RECORDS FOR THE TASK ::
-- -- --

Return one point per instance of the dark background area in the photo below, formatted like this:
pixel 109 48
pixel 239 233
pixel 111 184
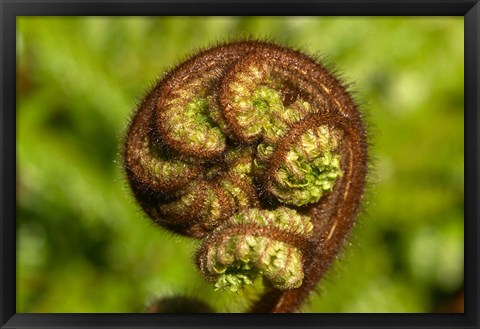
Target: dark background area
pixel 83 244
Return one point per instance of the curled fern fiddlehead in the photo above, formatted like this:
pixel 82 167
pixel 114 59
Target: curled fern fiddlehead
pixel 261 152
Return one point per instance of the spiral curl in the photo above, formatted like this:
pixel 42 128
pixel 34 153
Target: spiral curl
pixel 258 150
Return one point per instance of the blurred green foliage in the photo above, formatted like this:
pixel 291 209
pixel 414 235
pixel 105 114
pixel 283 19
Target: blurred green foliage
pixel 84 246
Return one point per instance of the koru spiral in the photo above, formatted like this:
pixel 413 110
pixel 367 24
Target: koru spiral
pixel 261 152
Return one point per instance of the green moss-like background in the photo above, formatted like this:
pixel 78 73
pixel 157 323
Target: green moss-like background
pixel 83 245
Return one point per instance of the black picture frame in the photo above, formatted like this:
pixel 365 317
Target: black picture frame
pixel 10 10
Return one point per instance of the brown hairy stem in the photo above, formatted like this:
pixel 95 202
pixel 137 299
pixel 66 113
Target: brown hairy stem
pixel 260 151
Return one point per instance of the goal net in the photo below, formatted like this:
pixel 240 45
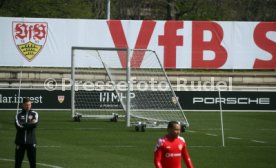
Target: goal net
pixel 136 78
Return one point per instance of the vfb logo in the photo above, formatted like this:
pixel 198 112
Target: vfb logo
pixel 30 37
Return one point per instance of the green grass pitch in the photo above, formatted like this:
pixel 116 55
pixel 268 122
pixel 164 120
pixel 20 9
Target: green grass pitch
pixel 250 141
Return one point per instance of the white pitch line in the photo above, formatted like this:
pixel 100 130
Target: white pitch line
pixel 211 134
pixel 233 138
pixel 42 164
pixel 88 128
pixel 258 141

-- -- --

REQUIRED WORK :: Put every line of the records above into a JSON list of strings, one string per line, skipping blank lines and leaving out the picture markers.

RESULT OF THE TASK ::
[
  "Return one point per instance of the dark background area in the photo below, formatted like this:",
  "pixel 109 48",
  "pixel 239 233",
  "pixel 111 184",
  "Target: dark background area",
  "pixel 83 244",
  "Return one point per instance of the curled fern fiddlehead in the photo above, formatted like this:",
  "pixel 82 167",
  "pixel 114 59",
  "Target: curled fern fiddlehead",
  "pixel 261 152",
  "Return one point per instance of the spiral curl in the photo above, formatted like this:",
  "pixel 42 128",
  "pixel 34 153",
  "Target: spiral curl",
  "pixel 258 150",
  "Return one point per instance of the blurred green foliage in the photo above, formatted like this:",
  "pixel 291 209",
  "pixel 414 235",
  "pixel 105 114",
  "pixel 283 19",
  "Target: blurred green foliage",
  "pixel 84 246",
  "Return one point per instance of the koru spiral in the photo above, formatted like this:",
  "pixel 413 110",
  "pixel 367 24",
  "Target: koru spiral",
  "pixel 261 152",
  "Return one point per instance of the green moss-like background in the photo above, formatted like this:",
  "pixel 78 73",
  "pixel 157 323",
  "Target: green moss-like background",
  "pixel 83 245",
  "Return one point per instance of the black picture frame in the photo above, formatted like this:",
  "pixel 365 317",
  "Target: black picture frame",
  "pixel 10 10",
  "Return one point per instance of the brown hairy stem in the photo above, formatted like this:",
  "pixel 95 202",
  "pixel 137 299",
  "pixel 66 113",
  "Target: brown hairy stem",
  "pixel 260 151",
  "Return one point per instance of the goal net in the photo below, formatted like this:",
  "pixel 240 45",
  "Target: goal net",
  "pixel 136 78",
  "Return one point per instance of the vfb logo in the photo above, formatted like this:",
  "pixel 198 112",
  "Target: vfb logo",
  "pixel 30 37",
  "Return one point per instance of the green grass pitch in the photo above, formatted like this:",
  "pixel 116 55",
  "pixel 268 122",
  "pixel 164 120",
  "pixel 20 9",
  "Target: green grass pitch",
  "pixel 250 141",
  "Return one point per instance of the white pitch line in the photo above, formatted like this:",
  "pixel 100 130",
  "Target: white pitch line",
  "pixel 211 134",
  "pixel 233 138",
  "pixel 42 164",
  "pixel 88 128",
  "pixel 258 141"
]